PROVIDED TEXT:
◇ ◇ ◇ ◇

Preparing and Licensing Effective Teachers


Effective teachers and principals are essential to improving student learning. Effectiveness can be cultivated through preparation programs that purposefully train principals and teachers to teach today’s higher standards to today’s digital learners in urban, suburban and rural classrooms. The challenges confronting educator preparation programs are abundant: they must provide their students with expertise about the subject they teach, a knowledge of deeper learning strategies, the ability to teach students at different levels, an understanding of how to use data to identify both excelling and struggling students, and the skills needed to use the latest technology in the classroom to create new avenues of access and understanding for every student. Preparing teachers and principals to meet these challenges is no small feat.  

Teacher at the blackboardEvery state licenses or certifies teacher to ensure that all students are taught by a competent, qualified, effective teacher, similar to the process used in other professions. In most states, candidates can apply for their initial license only upon completion of an approved preparation program. Other states allow candidates to be licensed without preparation or upon enrollment in a program. The best licensing systems balance openness with rigor; ideally, they allow approval of the maximum number of candidates who are prepared to successfully teach and lead in public schools.  This balance can be difficult to maintain, especially as states seek to fill a growing number of vacancies.

◇ ◇ ◇ ◇

DATASET EXTRACT:

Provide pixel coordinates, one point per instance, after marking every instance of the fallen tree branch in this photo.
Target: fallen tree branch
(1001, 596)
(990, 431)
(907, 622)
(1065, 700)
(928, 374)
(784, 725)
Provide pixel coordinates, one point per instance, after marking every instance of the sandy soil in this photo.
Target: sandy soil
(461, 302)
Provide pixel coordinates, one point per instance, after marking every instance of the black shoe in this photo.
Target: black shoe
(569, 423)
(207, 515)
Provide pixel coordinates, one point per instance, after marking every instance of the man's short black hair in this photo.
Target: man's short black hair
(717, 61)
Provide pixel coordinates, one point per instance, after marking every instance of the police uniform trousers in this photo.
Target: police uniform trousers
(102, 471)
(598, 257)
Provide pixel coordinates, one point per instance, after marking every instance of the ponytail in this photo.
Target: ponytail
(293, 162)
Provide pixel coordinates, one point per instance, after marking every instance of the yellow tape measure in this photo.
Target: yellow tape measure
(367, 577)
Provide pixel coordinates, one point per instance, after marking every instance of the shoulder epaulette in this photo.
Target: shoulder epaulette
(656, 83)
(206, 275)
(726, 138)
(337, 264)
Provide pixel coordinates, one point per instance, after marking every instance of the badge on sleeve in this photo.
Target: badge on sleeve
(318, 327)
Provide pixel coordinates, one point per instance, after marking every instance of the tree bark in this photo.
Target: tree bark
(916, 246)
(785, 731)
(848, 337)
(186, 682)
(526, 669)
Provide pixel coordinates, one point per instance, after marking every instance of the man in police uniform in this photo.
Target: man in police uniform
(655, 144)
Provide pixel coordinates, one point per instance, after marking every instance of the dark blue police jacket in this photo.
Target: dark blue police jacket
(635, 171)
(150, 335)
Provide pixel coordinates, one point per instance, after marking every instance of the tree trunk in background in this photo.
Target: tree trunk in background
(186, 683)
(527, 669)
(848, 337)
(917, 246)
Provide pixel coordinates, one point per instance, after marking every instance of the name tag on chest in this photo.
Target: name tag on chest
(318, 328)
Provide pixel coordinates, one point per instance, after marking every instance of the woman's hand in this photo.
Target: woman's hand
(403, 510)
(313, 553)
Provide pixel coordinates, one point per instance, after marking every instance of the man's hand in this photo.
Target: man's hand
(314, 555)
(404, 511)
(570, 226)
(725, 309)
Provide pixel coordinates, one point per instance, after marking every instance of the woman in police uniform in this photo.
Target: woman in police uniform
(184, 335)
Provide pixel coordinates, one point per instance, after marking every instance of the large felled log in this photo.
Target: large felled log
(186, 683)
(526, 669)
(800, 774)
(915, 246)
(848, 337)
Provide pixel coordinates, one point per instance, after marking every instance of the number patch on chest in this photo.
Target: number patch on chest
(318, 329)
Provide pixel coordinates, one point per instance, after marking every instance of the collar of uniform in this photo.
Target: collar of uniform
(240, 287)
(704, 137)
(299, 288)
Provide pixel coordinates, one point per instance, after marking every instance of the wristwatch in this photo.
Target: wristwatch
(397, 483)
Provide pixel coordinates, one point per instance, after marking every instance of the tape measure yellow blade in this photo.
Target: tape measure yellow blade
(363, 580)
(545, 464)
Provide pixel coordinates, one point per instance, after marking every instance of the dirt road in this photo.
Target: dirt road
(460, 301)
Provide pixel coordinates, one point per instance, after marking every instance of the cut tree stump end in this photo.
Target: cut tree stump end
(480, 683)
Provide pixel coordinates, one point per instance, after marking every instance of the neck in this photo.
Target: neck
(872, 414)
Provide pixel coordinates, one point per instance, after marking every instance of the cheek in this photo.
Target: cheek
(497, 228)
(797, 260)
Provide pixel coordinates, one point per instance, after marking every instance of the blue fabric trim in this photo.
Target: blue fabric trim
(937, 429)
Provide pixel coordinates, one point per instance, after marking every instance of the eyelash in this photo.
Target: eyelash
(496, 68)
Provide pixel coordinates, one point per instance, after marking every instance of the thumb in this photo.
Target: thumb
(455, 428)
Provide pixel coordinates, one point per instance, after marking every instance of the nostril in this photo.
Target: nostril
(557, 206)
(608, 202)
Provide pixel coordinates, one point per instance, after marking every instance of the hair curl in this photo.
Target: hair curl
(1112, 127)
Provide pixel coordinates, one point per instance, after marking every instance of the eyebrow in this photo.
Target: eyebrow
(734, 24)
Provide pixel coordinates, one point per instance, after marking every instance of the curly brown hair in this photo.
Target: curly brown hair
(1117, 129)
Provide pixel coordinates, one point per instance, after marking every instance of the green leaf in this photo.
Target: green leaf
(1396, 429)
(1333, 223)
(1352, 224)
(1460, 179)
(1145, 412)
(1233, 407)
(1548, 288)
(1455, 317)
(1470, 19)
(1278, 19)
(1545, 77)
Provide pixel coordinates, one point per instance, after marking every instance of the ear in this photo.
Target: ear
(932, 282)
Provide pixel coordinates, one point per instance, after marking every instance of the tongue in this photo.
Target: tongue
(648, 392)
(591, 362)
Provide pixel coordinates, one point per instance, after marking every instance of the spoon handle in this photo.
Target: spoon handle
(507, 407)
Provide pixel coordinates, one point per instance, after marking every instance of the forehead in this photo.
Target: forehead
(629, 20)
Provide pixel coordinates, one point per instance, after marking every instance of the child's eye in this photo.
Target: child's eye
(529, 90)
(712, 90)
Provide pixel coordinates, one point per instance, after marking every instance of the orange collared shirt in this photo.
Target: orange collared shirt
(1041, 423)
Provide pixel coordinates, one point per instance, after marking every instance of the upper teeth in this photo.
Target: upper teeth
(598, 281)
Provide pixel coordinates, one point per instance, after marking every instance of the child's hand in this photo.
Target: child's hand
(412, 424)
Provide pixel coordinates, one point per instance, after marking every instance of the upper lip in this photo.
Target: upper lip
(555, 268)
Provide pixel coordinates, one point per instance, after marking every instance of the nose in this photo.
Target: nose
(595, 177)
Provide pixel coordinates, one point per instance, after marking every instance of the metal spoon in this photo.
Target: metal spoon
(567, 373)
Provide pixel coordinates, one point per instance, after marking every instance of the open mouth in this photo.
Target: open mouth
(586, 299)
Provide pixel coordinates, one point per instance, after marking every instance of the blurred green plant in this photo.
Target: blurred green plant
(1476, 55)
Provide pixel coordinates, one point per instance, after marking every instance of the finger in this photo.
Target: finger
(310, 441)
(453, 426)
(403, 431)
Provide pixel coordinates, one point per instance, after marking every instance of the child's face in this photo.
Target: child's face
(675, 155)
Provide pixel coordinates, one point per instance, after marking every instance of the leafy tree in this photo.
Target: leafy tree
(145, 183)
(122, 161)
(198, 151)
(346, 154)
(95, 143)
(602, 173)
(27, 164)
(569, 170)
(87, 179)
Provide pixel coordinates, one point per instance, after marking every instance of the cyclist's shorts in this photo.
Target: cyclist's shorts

◇ ◇ ◇ ◇

WRITTEN INSTRUCTION:
According to the text on preparing and licensing teachers, when can candidates in most states apply for their initial license? The records aren't needed for what comes next.

REPLY:
Only upon completion of an approved preparation program.